→ **What is required**: At the line containing "sled seat, written", begin retyping, and continue word for word until the records below run out.

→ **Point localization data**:

• • • • •

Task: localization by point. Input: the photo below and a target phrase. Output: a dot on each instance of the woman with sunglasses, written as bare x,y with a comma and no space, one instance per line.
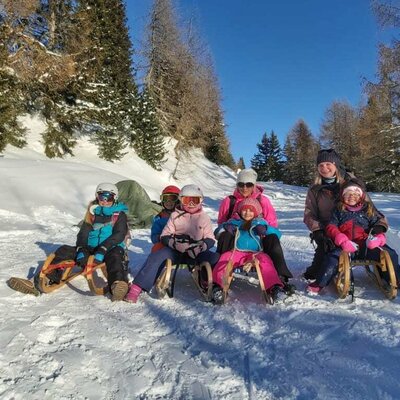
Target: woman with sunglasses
188,237
246,187
169,200
322,198
102,234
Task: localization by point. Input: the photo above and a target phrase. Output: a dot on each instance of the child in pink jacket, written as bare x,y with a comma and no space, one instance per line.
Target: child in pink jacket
188,236
248,231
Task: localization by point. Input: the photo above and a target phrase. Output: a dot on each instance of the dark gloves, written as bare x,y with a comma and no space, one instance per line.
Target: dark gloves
82,255
195,249
230,228
99,254
377,229
260,230
318,237
179,243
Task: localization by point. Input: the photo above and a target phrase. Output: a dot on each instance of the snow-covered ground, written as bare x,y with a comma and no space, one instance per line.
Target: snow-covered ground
73,345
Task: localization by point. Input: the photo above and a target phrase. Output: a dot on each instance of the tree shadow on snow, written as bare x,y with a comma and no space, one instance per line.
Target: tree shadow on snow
298,353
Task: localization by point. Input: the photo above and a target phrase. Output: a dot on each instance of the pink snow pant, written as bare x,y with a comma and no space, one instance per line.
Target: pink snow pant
268,271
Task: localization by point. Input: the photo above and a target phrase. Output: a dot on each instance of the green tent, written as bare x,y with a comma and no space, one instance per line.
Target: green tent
141,208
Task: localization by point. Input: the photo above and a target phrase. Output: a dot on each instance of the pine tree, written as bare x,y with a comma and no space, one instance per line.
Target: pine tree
259,161
110,87
240,164
268,161
147,139
275,163
300,151
11,131
339,131
184,88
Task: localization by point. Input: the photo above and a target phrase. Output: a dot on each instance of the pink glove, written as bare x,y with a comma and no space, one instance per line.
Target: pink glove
178,245
378,240
349,246
340,238
194,251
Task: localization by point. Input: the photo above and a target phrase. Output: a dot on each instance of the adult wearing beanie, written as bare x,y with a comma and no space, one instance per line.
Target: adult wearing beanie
322,198
246,187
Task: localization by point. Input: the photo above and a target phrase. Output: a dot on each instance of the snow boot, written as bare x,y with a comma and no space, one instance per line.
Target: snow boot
288,288
23,285
133,294
217,295
277,294
119,289
313,289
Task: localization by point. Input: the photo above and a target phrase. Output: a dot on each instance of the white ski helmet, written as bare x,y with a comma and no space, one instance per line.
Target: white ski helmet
107,187
191,191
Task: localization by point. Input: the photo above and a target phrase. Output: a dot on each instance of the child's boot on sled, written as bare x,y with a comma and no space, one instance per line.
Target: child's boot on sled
217,295
133,294
23,286
277,293
288,288
119,289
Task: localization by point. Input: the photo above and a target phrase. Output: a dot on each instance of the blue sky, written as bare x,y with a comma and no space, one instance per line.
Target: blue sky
279,61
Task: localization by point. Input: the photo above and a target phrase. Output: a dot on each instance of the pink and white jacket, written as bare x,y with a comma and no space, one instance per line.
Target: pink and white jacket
268,211
198,225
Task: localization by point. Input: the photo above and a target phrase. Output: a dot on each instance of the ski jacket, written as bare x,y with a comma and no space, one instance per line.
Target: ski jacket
354,224
109,227
159,222
268,211
247,240
321,201
197,226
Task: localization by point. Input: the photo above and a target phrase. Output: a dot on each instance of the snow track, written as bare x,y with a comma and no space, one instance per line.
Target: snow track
73,345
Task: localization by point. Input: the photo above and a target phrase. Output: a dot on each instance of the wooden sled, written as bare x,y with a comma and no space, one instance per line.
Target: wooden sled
70,271
165,283
91,275
345,281
228,277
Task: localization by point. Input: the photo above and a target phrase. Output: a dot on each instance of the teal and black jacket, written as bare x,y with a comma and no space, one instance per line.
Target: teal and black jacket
108,229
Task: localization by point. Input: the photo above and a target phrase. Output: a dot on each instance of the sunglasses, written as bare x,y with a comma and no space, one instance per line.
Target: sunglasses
105,196
190,201
351,194
247,184
169,197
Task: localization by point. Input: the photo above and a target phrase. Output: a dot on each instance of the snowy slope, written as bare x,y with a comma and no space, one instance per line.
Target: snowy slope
72,345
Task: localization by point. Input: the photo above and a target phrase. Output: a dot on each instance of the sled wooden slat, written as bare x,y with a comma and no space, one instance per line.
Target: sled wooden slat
385,265
228,277
67,276
92,268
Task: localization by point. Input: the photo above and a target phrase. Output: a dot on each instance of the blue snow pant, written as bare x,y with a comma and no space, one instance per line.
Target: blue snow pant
153,266
330,264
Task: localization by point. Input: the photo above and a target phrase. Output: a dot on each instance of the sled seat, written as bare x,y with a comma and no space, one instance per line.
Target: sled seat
251,266
165,283
344,280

• • • • •

→ **Reply to the exercise**:
Task: localization by point. Input: the photo above and a target phrase. Output: a dot on each instance of the sled seat, written as bare x,y with a comma and no space, one instance per line.
Target: sled seat
251,266
165,283
344,280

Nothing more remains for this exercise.